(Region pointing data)
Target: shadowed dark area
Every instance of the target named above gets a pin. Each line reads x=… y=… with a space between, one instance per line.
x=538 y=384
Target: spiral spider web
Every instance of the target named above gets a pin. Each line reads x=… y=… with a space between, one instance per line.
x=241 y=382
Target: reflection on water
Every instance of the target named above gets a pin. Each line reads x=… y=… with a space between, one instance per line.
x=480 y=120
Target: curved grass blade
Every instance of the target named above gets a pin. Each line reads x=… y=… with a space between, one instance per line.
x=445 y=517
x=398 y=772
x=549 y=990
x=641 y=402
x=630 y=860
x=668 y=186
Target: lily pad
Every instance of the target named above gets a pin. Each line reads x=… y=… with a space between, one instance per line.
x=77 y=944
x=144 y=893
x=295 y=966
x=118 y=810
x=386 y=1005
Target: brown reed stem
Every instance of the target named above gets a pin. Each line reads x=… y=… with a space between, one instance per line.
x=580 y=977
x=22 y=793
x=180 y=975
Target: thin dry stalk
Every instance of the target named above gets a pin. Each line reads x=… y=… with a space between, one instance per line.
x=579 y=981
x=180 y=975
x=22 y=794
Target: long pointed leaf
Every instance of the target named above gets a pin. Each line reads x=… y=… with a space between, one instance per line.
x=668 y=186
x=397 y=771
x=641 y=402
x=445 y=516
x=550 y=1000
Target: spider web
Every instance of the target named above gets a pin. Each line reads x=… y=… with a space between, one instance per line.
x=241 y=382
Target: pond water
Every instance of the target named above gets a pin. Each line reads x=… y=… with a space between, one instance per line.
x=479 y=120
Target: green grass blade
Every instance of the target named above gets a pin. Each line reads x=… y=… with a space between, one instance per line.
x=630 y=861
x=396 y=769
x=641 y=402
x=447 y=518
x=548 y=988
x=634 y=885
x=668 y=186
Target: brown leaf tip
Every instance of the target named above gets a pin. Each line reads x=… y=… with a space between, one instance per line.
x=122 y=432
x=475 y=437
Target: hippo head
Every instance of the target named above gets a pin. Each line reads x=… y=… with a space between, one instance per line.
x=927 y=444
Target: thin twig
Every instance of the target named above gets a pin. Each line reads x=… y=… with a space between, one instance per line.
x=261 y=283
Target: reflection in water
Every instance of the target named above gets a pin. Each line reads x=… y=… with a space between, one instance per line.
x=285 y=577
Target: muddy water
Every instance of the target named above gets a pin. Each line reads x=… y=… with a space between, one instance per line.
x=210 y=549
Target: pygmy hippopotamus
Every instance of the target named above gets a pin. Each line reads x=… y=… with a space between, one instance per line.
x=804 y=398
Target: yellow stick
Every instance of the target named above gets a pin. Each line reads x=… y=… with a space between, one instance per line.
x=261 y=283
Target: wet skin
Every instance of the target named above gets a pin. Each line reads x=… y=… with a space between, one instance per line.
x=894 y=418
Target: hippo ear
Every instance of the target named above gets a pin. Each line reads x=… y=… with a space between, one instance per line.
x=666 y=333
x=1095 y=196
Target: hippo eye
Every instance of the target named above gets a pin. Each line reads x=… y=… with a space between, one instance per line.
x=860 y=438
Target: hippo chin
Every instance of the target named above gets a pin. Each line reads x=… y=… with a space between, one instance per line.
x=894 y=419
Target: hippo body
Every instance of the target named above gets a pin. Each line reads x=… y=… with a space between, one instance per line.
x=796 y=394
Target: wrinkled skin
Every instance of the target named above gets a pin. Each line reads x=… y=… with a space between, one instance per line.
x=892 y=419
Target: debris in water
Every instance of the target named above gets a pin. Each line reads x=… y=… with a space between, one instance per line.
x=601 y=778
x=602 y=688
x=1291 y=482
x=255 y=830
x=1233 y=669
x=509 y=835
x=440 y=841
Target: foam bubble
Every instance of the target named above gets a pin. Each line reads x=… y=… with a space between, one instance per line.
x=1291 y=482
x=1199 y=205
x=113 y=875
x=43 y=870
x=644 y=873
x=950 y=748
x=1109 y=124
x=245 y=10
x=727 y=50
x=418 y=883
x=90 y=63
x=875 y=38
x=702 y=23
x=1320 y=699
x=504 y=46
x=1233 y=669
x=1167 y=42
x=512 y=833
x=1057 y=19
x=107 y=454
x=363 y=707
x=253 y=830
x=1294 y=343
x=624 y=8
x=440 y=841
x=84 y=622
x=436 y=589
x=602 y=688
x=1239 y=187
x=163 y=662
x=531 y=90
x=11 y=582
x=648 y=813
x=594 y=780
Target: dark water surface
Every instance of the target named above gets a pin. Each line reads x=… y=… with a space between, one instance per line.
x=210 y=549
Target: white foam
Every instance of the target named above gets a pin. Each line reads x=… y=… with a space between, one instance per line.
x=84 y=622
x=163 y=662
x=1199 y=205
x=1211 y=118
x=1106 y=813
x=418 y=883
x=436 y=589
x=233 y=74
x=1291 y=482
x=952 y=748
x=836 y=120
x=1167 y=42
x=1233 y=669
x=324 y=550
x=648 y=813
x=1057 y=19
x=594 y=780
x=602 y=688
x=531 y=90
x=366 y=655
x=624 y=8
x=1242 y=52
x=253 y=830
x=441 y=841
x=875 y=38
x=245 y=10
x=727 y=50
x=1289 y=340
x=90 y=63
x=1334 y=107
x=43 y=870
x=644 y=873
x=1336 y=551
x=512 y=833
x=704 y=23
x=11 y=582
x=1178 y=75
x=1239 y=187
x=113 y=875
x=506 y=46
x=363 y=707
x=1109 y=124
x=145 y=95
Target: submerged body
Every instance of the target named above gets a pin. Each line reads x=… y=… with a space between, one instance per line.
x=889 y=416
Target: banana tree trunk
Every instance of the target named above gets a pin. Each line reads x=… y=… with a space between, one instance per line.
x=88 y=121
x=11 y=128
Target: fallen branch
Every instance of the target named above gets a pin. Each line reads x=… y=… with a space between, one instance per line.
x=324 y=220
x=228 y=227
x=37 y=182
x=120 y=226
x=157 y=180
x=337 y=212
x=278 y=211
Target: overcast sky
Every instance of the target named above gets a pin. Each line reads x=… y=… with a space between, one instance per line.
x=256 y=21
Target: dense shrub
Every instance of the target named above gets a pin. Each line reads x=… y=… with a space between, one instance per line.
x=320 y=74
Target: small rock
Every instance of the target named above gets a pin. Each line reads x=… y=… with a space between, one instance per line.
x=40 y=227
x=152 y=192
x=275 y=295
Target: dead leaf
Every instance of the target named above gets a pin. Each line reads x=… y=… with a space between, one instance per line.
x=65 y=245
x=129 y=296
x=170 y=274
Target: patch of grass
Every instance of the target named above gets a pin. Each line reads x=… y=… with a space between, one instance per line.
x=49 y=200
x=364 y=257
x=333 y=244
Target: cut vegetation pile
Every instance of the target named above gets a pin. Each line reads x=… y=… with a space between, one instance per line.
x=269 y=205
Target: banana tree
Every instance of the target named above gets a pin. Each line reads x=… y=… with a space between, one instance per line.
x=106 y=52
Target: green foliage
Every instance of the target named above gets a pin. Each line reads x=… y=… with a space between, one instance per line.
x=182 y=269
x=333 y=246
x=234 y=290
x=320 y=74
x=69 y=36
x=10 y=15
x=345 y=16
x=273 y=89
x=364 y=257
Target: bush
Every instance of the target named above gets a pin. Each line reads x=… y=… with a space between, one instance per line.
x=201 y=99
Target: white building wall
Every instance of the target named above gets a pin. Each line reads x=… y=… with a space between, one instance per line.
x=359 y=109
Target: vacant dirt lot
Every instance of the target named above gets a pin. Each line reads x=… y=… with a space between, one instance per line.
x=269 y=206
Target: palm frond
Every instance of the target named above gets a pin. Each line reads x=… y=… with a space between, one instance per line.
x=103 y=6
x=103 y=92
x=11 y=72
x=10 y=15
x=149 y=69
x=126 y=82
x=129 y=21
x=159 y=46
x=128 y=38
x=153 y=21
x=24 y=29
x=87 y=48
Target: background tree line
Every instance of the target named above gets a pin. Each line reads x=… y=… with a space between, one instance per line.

**How to complete this task**
In the entries above, how many lines contain the string "dark"? Say only the number.

**Response**
2